- Directions -
Repeat every record exactly, but keep images out of the copy.

- Dataset -
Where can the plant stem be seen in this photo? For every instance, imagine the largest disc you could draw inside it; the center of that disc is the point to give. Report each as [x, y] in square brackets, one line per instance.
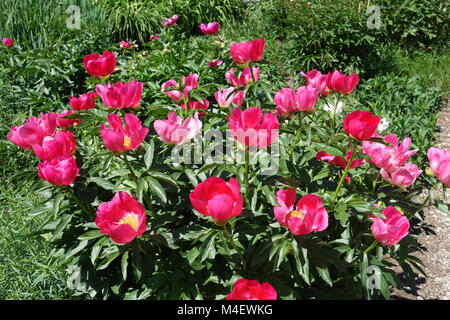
[342, 178]
[373, 245]
[244, 265]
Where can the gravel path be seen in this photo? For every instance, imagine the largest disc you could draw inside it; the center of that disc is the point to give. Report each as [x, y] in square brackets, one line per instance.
[434, 234]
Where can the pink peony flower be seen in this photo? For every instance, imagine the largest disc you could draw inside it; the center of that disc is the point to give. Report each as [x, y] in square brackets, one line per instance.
[84, 102]
[317, 80]
[100, 66]
[402, 177]
[174, 131]
[245, 52]
[216, 199]
[62, 143]
[308, 215]
[59, 171]
[361, 125]
[210, 28]
[440, 164]
[117, 139]
[244, 289]
[33, 131]
[340, 83]
[244, 78]
[251, 128]
[123, 218]
[391, 230]
[121, 95]
[66, 123]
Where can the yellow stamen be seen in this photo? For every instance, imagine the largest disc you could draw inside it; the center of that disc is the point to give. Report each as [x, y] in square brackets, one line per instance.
[131, 220]
[126, 142]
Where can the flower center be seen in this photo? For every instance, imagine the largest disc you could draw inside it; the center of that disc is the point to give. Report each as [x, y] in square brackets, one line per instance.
[126, 142]
[131, 220]
[297, 214]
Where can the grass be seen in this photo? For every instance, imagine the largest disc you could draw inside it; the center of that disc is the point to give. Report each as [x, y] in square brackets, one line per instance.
[26, 272]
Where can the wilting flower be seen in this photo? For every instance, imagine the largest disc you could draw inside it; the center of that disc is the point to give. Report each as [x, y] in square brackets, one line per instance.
[100, 66]
[244, 289]
[317, 80]
[243, 79]
[125, 44]
[251, 128]
[62, 143]
[391, 230]
[66, 123]
[216, 199]
[117, 139]
[189, 83]
[389, 158]
[340, 83]
[84, 102]
[440, 164]
[210, 28]
[175, 131]
[7, 42]
[167, 22]
[215, 63]
[236, 98]
[402, 177]
[33, 131]
[59, 171]
[361, 125]
[247, 51]
[121, 95]
[123, 218]
[307, 216]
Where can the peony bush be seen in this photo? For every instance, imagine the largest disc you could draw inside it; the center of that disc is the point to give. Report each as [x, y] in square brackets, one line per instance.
[301, 197]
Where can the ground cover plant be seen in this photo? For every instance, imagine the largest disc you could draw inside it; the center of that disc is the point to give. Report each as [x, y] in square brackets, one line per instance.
[182, 167]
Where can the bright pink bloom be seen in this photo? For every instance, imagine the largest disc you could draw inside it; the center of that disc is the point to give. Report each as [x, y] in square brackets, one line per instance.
[7, 42]
[84, 102]
[52, 147]
[402, 177]
[125, 44]
[34, 131]
[317, 80]
[340, 83]
[175, 131]
[188, 83]
[216, 199]
[306, 98]
[121, 95]
[236, 98]
[123, 218]
[308, 215]
[66, 123]
[361, 125]
[167, 22]
[210, 28]
[391, 230]
[215, 63]
[59, 171]
[244, 289]
[244, 77]
[245, 52]
[389, 158]
[100, 66]
[440, 164]
[251, 128]
[117, 139]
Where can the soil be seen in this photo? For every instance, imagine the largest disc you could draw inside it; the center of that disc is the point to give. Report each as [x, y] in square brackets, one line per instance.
[434, 235]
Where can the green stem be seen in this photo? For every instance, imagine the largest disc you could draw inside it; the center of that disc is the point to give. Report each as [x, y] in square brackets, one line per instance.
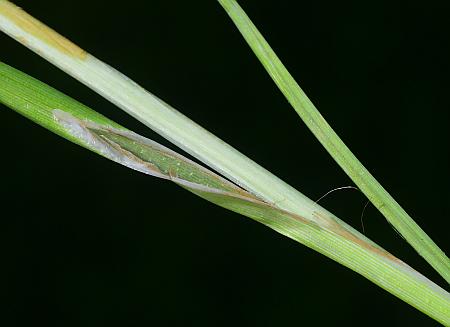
[37, 101]
[381, 199]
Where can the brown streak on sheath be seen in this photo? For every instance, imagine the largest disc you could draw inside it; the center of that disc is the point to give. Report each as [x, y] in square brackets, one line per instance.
[32, 26]
[333, 226]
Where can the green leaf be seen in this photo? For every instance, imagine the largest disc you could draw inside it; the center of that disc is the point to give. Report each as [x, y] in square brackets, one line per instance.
[81, 125]
[380, 198]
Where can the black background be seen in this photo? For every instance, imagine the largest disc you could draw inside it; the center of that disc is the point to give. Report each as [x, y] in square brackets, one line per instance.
[90, 243]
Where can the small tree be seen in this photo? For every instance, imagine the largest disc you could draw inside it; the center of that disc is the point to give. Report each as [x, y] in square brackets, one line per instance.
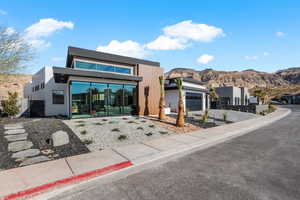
[10, 106]
[180, 116]
[162, 114]
[15, 51]
[214, 95]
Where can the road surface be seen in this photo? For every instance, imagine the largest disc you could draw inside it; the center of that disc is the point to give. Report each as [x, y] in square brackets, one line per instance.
[264, 164]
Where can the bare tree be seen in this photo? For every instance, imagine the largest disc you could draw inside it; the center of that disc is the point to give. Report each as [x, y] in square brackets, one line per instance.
[15, 51]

- Answer box -
Where can the plant stem be seen in this photo? For every instance, imagine the largest disc you could draw inside it; the center of that disc is the point to give. Report each as [x, y] in square brackets, one line per instance.
[342, 178]
[373, 245]
[244, 265]
Where can the gravel path be seen in this photo? For every instance, imagine the largest disc you could draw inside it; the center of that disc is the point to give. Report each as [x, y] in square brackets, one line per instance.
[434, 234]
Where can the pink peony flower be seen in this photo? For every instance, imagine the largest disc you could draw inside it; the center of that disc is the point to give. Report each as [x, y] in square brackets, one line per instance.
[84, 102]
[317, 80]
[100, 66]
[402, 177]
[174, 131]
[245, 52]
[216, 199]
[62, 143]
[308, 215]
[59, 171]
[361, 125]
[210, 28]
[440, 164]
[117, 139]
[244, 289]
[33, 131]
[340, 83]
[244, 78]
[251, 128]
[123, 218]
[391, 230]
[121, 95]
[66, 123]
Where can the yellow stamen be seen in this photo? For every instance, imagine the largest disc you could draw inside it; the center of that disc is the point to give. Report each as [x, y] in square brackets, one line per instance.
[131, 220]
[126, 142]
Where can the flower center be seen in this photo? For every instance, imagine the largest disc you could draw inside it; the center of that disc is the point to give. Report each as [x, y] in square brackets, one line per instance.
[126, 142]
[131, 220]
[297, 214]
Where can the grass be seen in this photo? For every instance, imagine the largest disc you could draw inside it; the center of that disc is the point to give. Report each as [x, y] in square brackets, one line per instance.
[26, 272]
Where can the wilting flower be seen in this photo? For every instance, imagine the largest disc you could draw inside it; the center of that disc is the point to give. Report each as [x, y] in square brackets, one line per instance.
[100, 66]
[244, 289]
[317, 80]
[243, 79]
[125, 44]
[251, 128]
[62, 143]
[391, 230]
[66, 123]
[216, 199]
[117, 139]
[189, 83]
[389, 158]
[340, 83]
[84, 102]
[440, 164]
[210, 28]
[175, 131]
[7, 42]
[167, 22]
[215, 63]
[236, 98]
[402, 177]
[33, 131]
[59, 171]
[361, 125]
[247, 51]
[121, 95]
[123, 218]
[307, 216]
Where can the peony bush be seen in this photo? For every instance, imagine the largest disc you could draw inside it; the center of that disc is the point to give. Report each as [x, y] in square brackets, one line per instance.
[301, 197]
Where can the ground cover plant be seen in this photo? For every instance, imagine the largest disc you could draw inside it; the center of that disc is the point to give. Report each as [x, y] in square brackets, one line per instance.
[182, 167]
Where can the bright pink bloom be seen in this photo? For every instance, imagine the largest disc you could draw inside it; the center of that disc is the point to give. Report each as [x, y] in square brackets, one line per instance.
[7, 42]
[84, 102]
[52, 147]
[402, 177]
[125, 44]
[34, 131]
[317, 80]
[340, 83]
[175, 131]
[188, 83]
[216, 199]
[306, 98]
[121, 95]
[236, 98]
[123, 218]
[308, 215]
[66, 123]
[361, 125]
[167, 22]
[210, 28]
[391, 230]
[215, 63]
[59, 171]
[244, 289]
[244, 77]
[245, 52]
[389, 158]
[100, 66]
[440, 164]
[251, 128]
[117, 139]
Where can the soil be seen in this photo? For every instance, imagine the largest disc you could draw inside it; the center of that disc is the point to give. Report each as [x, y] in square brackets, one line per instance.
[434, 235]
Where can the green stem be seen in this photo? For every instance, imagine the largest disc you could draw inside it; the center of that disc is the point to give. Report each as [x, y] in square brackets, one line per instance.
[37, 101]
[381, 199]
Where can the brown streak on sheath be seen in this photo? For every instance, imagine the largest disc you could draw inside it; the center of that disc is the point to give. Report each as [x, y] in square brackets, one line per instance.
[32, 26]
[333, 226]
Where can the green leaf be seen in this photo? For every instance, imagine the largest disc you could draw inside it; the center of that disc is the point to give. Report each as [x, y] in square brackets, one line per instance.
[81, 125]
[380, 198]
Where can the black background be seen in this photo? For every instance, imagine the largest disc you could draw inside it; the center of that disc is the point to give. Report each as [x, y] in square brackets, one line per instance.
[90, 243]
Where can the small tree be seen in this photo? For every instance, imagine the largest disc you could draw inside it; the center of that disc is the point to give. Report each as [x, y] in square brackets, one line per instance.
[10, 106]
[180, 116]
[162, 114]
[15, 51]
[214, 95]
Where can the road surface be seen in this photo? For every instance, imagine the largest disc you could draw inside it; the center of that disc is the point to give. Report each as [x, y] in square brackets, one line per instance.
[264, 164]
Where can the bare tree be seen in this photo? For every instance, imagine the largest disc you could draw inside it; the center of that disc is the point to give. Report each as [x, y] in square brackets, one line per instance.
[15, 51]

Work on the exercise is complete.